#### [Aim of the exercise]
Exactly the lines from the one containing "pane. Return only the coordinates." through the final line of the listing are to be retyped, and nothing more.

===== Listing

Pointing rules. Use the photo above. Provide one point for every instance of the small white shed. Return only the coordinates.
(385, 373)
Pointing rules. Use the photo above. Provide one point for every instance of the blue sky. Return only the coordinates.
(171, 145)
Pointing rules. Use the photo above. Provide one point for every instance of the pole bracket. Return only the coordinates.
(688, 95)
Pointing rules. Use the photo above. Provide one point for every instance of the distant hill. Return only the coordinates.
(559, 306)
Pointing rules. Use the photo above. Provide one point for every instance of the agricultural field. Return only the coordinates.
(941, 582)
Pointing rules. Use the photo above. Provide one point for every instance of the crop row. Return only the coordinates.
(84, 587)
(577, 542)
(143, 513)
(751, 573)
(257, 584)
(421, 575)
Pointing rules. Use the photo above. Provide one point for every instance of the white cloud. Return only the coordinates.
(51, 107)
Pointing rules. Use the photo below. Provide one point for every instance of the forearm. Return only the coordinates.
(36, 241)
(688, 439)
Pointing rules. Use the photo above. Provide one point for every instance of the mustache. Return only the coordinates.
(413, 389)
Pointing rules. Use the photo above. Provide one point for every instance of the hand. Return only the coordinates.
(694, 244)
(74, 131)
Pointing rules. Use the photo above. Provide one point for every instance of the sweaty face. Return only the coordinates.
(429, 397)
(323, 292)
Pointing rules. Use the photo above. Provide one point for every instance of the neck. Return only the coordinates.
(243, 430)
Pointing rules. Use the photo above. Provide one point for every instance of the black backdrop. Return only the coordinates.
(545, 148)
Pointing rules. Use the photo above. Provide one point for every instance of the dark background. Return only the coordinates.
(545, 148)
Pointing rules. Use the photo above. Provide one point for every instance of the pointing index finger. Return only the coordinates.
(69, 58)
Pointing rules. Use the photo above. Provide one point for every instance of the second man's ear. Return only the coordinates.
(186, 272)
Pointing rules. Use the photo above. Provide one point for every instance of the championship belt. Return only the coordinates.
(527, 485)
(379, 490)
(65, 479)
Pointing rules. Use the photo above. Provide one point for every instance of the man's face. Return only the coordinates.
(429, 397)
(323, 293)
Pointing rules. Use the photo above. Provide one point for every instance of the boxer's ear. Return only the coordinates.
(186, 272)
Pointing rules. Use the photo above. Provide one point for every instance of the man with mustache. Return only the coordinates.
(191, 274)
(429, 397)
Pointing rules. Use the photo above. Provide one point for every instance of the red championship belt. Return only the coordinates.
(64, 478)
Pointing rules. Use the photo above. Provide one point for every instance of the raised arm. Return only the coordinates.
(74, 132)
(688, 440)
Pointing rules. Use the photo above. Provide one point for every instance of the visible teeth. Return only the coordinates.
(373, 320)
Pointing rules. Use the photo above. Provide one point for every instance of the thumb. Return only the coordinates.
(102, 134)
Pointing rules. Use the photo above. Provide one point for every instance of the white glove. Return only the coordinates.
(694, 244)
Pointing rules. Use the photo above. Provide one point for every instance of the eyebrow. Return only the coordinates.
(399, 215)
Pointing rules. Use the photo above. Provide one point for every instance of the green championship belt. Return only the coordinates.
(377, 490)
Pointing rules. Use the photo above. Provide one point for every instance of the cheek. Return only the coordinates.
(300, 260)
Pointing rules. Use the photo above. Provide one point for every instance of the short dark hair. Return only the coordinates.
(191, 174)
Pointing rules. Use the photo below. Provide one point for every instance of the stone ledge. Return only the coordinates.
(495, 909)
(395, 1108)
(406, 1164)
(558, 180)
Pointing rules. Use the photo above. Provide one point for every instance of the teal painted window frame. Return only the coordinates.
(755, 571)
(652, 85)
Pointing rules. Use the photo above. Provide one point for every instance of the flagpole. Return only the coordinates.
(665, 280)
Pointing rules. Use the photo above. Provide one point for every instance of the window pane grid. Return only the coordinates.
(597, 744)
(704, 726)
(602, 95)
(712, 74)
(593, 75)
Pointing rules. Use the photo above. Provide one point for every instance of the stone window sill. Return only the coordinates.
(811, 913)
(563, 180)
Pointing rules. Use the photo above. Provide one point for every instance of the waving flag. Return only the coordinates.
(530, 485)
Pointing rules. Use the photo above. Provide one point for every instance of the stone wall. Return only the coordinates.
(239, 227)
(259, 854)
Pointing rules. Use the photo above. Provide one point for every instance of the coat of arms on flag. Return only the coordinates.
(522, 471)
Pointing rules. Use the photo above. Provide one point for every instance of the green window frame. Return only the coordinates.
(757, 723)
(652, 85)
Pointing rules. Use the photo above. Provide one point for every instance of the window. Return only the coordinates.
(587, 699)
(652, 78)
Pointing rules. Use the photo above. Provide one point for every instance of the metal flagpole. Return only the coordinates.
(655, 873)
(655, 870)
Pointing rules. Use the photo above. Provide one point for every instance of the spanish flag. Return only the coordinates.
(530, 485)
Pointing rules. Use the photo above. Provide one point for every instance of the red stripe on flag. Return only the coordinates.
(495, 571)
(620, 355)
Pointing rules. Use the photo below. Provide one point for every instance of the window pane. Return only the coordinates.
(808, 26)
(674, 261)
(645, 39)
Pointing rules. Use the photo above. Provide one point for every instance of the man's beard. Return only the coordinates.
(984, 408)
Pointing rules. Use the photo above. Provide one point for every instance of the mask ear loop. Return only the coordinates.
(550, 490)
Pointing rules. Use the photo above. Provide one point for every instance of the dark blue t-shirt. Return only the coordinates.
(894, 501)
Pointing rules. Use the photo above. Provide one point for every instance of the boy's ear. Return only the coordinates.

==========

#### [Output]
Pointing rules. Use the photo below. Provide one point for every instance of the window pane. Return only the coordinates.
(808, 26)
(674, 261)
(645, 39)
Pointing rules. Use the photo above. Provide one point for every instance of the man's beard. Return only the coordinates.
(984, 408)
Pointing rules. Use the photo above. Provide one point for every instance of the mask ear loop. Return only the coordinates.
(550, 490)
Pointing rules. Use the photo above. Provide one point for every instance of the dark blue t-shirt. Return only the coordinates.
(894, 501)
Pointing rules. Use the photo above. Provide one point for every instance of the boy's ear. Return only the coordinates.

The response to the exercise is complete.